> _DATA FOR THE TASK_:
────
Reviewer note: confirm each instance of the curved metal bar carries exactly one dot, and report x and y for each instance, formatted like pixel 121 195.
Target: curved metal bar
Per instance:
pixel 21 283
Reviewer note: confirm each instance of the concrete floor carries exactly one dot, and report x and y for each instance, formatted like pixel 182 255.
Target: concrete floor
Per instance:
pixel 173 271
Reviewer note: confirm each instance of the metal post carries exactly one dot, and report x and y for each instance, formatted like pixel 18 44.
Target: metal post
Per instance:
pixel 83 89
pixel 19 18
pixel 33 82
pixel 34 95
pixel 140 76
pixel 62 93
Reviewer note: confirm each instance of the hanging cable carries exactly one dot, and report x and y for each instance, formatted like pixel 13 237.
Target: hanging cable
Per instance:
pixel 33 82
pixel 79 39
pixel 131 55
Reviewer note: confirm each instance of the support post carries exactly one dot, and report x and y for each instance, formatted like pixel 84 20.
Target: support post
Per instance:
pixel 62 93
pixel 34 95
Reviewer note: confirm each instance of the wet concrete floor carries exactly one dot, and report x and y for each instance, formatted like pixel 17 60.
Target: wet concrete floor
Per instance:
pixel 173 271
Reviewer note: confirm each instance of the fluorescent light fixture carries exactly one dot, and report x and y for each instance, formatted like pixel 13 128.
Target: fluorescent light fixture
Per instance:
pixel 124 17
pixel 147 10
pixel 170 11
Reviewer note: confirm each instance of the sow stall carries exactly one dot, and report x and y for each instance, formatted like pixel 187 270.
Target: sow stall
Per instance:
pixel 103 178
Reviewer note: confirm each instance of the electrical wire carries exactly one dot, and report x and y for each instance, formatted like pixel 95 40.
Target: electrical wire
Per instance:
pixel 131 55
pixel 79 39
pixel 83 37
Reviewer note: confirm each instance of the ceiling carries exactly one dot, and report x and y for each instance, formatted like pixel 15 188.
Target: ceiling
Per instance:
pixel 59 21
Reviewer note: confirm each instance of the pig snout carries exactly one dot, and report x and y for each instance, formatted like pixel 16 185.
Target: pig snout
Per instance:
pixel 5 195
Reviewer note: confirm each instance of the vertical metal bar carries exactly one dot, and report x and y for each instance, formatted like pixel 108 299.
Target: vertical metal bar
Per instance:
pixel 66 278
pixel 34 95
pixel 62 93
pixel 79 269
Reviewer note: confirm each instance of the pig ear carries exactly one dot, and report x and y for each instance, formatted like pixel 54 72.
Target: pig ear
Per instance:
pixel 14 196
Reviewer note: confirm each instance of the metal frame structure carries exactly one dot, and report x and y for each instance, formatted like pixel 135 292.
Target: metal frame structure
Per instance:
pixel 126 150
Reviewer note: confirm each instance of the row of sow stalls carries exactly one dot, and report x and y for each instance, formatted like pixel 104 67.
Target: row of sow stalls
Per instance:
────
Starting with the line that contains "Reviewer note: confirm each instance of the metal frame" and going on through the end of the records, format those lines as a JSON list of strings, one string per line, leaving out blank lines.

> _FINISHED ANSWER_:
[
  "Reviewer note: confirm each instance of the metal frame structure carries exactly one dot, and report x and y for each instance, formatted like pixel 135 292.",
  "Target: metal frame structure",
  "Per instance:",
  "pixel 126 150",
  "Reviewer note: confirm each instance of the row of sow stalls carries exactly one dot, and report x and y for each instance, formatted like pixel 104 67.",
  "Target: row of sow stalls",
  "Per instance:"
]